Work to be completed — Transcribe, exactly as they appear, only the lines from the one holding "target | pigeon head" through the end of the entries below.

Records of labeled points
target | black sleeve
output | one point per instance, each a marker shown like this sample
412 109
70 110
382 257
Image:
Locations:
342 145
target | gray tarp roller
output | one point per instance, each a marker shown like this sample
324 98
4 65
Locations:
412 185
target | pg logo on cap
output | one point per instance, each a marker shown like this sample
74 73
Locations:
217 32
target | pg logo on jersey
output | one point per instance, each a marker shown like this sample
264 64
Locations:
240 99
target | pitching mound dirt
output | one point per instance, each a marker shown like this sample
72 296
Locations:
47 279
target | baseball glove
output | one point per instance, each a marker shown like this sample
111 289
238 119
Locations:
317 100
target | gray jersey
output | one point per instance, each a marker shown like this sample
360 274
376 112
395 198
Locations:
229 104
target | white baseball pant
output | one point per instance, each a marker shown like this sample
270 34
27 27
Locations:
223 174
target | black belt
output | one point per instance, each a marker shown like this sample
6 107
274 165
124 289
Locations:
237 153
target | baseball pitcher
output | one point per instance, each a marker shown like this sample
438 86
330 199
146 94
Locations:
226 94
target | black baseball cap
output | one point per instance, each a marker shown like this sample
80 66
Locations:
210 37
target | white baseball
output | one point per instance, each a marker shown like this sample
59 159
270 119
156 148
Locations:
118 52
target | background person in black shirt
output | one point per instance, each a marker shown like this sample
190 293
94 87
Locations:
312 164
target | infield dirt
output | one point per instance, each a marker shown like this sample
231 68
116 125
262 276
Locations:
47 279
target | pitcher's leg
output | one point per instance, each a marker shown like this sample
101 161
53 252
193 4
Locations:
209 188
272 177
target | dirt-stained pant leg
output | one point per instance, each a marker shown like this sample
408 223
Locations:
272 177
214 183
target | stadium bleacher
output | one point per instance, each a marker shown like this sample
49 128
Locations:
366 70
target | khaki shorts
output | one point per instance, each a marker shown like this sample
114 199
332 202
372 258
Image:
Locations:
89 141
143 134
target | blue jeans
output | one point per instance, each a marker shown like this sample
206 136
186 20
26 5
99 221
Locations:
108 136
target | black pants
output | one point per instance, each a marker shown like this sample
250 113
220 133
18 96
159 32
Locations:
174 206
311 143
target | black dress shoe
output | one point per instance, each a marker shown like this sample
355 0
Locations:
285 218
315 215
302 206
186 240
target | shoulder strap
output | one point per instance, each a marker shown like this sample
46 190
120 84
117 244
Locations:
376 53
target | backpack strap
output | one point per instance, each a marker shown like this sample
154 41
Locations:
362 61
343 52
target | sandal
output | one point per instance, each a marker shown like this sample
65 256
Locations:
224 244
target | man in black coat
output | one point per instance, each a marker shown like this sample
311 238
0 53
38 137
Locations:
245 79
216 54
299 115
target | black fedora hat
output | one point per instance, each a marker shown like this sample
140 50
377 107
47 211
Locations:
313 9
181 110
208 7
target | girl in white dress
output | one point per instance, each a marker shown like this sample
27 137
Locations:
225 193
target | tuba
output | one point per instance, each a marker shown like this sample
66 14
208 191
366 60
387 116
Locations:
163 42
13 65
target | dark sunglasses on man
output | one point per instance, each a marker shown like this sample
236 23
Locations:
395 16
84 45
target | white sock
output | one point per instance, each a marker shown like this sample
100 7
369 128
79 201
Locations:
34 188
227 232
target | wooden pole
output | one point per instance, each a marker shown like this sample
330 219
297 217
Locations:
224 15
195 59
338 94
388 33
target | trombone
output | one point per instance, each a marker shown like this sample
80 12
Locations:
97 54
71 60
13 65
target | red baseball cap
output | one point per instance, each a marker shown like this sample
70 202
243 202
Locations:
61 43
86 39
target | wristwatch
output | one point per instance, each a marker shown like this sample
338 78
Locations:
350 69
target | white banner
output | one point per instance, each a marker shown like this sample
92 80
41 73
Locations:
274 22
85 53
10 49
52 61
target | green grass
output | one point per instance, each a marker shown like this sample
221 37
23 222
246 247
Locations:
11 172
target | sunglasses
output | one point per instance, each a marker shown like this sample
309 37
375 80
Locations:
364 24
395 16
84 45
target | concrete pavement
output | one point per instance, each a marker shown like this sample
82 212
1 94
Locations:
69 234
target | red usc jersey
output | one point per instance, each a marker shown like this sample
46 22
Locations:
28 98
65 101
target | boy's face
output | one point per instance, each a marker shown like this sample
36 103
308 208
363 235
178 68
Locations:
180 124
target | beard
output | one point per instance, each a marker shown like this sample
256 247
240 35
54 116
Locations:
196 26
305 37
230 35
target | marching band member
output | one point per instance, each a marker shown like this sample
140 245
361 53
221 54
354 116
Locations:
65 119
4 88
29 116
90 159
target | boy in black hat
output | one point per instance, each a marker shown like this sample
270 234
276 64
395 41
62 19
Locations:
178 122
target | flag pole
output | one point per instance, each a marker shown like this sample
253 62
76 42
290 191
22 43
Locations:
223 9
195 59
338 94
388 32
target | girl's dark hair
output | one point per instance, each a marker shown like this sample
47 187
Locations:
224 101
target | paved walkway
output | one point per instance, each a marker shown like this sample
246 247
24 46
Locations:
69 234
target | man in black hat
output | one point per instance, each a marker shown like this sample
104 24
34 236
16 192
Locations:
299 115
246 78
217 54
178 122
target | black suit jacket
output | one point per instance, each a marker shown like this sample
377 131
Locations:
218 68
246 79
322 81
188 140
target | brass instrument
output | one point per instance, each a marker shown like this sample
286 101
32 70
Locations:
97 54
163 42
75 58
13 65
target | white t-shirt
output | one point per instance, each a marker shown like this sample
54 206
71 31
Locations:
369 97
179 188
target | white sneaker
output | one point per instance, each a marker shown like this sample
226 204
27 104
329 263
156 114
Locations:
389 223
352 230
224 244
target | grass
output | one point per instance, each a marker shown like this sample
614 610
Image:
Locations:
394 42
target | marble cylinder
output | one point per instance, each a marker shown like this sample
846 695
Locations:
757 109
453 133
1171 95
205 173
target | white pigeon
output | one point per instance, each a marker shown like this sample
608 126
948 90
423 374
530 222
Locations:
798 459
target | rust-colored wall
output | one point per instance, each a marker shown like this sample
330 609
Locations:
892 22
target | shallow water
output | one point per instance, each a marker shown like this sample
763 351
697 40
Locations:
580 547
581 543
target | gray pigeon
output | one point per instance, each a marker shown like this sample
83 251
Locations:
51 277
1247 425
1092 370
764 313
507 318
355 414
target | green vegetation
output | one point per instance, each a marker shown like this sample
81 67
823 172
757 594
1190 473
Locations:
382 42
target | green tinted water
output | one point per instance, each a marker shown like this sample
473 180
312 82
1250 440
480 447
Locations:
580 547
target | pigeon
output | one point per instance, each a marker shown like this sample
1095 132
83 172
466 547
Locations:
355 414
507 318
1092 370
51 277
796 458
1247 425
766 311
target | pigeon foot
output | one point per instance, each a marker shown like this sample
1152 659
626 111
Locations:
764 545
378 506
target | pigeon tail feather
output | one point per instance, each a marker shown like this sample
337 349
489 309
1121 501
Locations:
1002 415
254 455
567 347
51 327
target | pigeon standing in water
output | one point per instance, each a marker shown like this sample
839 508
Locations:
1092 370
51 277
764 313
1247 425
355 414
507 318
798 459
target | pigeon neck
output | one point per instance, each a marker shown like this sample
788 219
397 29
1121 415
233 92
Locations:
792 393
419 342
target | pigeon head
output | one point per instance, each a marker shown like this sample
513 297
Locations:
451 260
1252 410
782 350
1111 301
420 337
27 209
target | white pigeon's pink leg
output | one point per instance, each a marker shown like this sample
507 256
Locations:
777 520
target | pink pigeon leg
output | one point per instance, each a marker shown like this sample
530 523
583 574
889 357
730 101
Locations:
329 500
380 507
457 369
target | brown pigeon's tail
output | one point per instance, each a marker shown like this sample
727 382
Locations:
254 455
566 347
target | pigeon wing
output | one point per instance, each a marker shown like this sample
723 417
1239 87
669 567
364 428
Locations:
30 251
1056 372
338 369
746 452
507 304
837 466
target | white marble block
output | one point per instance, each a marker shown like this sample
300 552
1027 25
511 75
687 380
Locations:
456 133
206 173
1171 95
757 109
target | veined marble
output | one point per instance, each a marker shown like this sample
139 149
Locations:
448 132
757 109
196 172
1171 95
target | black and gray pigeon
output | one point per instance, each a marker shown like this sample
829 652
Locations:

Exercise response —
target | pigeon head
output | one point per instance, each a marker shown like this sample
513 297
Locations:
451 260
1252 410
782 350
1111 301
420 337
27 209
target | white pigeon's pink leg
output | one point per instance, each a marker shown like this sample
507 256
Locations:
777 520
target | pink pigeon leg
output | one point per instance, each a marker shown like this sample
530 523
583 574
889 357
730 101
Locations:
329 500
380 507
457 369
target | brown pigeon's tail
output | one point per instance, each a marker shown like this sample
727 382
Locations:
254 455
566 347
target | pigeon wing
output | one point per instance, each a marker shown like this sample
723 417
1239 87
669 567
364 428
Locations:
30 251
1056 372
338 369
746 452
507 304
837 466
target | white marble block
output | one point per instance, each a marker shown like this sample
300 552
1027 25
511 75
687 380
Locations:
456 133
206 173
1171 95
757 109
target | veined marble
output | one point per instance, each a marker shown like this sample
139 149
Locations:
448 132
757 109
196 172
1171 95
target | black and gray pigeon
output | one point per instance, each a marker shown like this sample
829 652
Locations:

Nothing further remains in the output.